┌─ Records for the exercise
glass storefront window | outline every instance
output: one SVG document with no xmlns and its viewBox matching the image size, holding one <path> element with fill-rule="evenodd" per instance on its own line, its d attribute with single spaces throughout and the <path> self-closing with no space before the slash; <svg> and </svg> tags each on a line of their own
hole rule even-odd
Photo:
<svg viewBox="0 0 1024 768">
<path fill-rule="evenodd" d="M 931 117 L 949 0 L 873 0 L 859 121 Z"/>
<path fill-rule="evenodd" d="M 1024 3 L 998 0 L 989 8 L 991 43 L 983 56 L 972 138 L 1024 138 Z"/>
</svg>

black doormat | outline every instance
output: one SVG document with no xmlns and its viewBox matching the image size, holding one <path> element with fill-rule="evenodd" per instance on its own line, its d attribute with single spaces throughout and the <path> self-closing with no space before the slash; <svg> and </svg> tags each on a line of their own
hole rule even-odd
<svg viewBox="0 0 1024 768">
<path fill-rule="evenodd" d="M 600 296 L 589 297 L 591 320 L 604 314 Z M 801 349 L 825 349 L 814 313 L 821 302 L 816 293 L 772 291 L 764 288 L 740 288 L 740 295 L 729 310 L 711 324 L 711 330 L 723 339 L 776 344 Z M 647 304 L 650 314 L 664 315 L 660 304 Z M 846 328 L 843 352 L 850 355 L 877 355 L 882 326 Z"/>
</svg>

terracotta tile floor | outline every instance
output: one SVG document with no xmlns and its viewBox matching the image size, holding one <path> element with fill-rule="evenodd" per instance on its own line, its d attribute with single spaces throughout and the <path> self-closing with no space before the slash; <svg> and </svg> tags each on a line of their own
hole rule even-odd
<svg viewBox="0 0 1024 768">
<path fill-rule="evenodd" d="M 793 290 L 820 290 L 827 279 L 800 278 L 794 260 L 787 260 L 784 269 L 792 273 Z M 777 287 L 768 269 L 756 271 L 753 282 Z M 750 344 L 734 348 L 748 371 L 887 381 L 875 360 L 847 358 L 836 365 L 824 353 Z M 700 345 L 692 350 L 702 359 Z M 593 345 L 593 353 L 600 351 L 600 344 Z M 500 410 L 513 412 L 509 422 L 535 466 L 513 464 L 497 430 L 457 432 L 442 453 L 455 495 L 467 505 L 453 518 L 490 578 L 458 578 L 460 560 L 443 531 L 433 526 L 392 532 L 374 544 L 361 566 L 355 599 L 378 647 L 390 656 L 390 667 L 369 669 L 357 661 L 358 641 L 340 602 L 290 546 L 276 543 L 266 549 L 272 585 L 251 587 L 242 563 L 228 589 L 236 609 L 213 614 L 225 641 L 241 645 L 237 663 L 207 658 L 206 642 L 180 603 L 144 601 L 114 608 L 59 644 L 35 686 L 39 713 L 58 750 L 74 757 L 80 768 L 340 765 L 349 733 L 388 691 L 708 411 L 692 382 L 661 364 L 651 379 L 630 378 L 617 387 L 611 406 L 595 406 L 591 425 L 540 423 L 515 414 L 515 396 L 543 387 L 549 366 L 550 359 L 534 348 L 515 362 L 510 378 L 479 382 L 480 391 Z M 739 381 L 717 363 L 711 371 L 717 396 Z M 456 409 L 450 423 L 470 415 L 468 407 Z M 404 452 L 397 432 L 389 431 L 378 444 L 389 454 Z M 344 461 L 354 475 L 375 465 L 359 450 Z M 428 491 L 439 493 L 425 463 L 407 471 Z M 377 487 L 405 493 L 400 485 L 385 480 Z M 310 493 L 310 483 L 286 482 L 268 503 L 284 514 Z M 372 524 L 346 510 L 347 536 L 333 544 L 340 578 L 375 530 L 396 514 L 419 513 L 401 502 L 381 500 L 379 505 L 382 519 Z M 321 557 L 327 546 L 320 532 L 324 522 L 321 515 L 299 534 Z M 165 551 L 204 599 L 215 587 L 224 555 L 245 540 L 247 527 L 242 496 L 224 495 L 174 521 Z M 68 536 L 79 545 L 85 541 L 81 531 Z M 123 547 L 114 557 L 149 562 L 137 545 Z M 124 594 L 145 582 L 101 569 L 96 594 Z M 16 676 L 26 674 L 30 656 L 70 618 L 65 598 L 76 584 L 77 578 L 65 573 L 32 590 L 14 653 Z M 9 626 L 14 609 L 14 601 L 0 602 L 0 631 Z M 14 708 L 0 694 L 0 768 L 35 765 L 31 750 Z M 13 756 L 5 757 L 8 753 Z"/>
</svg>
└─
### Directions for this task
Determine how many lines of the data contain the word "every", and reply with that number only.

### Reply to the task
3